Supplied material:
= = = = =
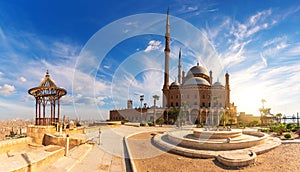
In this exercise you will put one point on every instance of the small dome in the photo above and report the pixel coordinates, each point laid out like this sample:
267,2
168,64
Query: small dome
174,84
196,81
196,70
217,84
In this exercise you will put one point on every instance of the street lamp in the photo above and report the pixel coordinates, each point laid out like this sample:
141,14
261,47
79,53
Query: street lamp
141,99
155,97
= = = = =
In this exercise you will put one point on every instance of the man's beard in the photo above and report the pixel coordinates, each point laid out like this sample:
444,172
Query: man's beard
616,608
= = = = =
Task description: Find and copy each line of the listing above that holds the word "instance".

Result for this exercise:
In this exercise you will put one point on every instance of the small dome in the photo above and report the pixel coordinates, each point laid out like this sample:
In this exercise you will put one point on every instance of the street lamp in the photo above and report the pixel coordinates, each point laid out like this sample:
In this exercise you will put one point on every instance of the man's beard in the photo above and report the pixel coordinates, each point laid out like this sample:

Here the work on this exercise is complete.